- TEXT TO READ:
################
Tom: Quickly everybody… he’s coming out of the lift with Paul.
Denise: Anna quickly, get a glass of orange juice ready.
Paul: …and if we come through this door here we get to the office and… morning everyone. I’m sure we’ve all met Mr Socrates on the day of the… fire… but today everything is a bit calmer and well he’s here to say hello.
Mr S: Hi!
Denise: Biscuit Mr Socrates?
Mr S: Biscuit? You mean a goddamn cookie. Thanks.
Anna: Err, Mr Socrates, I’m Anna. Would you like some orange juice – freshly squeezed?
Mr S: You betcha as long as it’s made from Florida oranges. Hey… Anna? Ain’t you the girl who booked my hotel room?
Anna: Oh yes, sorry about the bed and…
Mr S: Hey, you got me a new room, it was great. You did a good job there. Well done.
Anna: Oh thanks.
Tom: Hello. It’s Tom. I recommended the hotel, it was a…
Paul: Tom. Everyone, shall we gather round and hear what Mr Socrates has to say? Please.
################
- SUPPLIED DATA:

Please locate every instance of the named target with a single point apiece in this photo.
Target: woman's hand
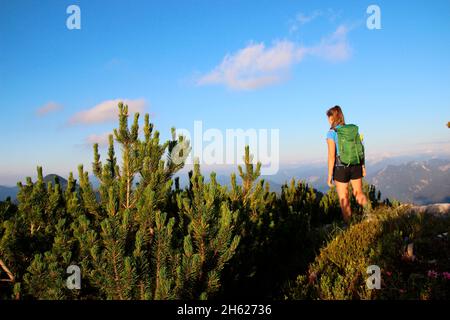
################
- JOBS:
**1)** Answer these questions using the dialogue, writing each answer on its own line.
(a) What does Denise tell Anna to get ready?
(b) What word does Mr Socrates say instead of "biscuit"?
(c) Where must the oranges come from for Mr Socrates to accept the juice?
**2)** Reproduce the part of the dialogue starting with "Denise: Anna quickly, get" and going on through "Anna: Oh thanks.".

- THE REPLIES:
**1)**
(a) A glass of orange juice
(b) Cookie
(c) Florida

**2)**
Denise: Anna quickly, get a glass of orange juice ready.
Paul: …and if we come through this door here we get to the office and… morning everyone. I’m sure we’ve all met Mr Socrates on the day of the… fire… but today everything is a bit calmer and well he’s here to say hello.
Mr S: Hi!
Denise: Biscuit Mr Socrates?
Mr S: Biscuit? You mean a goddamn cookie. Thanks.
Anna: Err, Mr Socrates, I’m Anna. Would you like some orange juice – freshly squeezed?
Mr S: You betcha as long as it’s made from Florida oranges. Hey… Anna? Ain’t you the girl who booked my hotel room?
Anna: Oh yes, sorry about the bed and…
Mr S: Hey, you got me a new room, it was great. You did a good job there. Well done.
Anna: Oh thanks.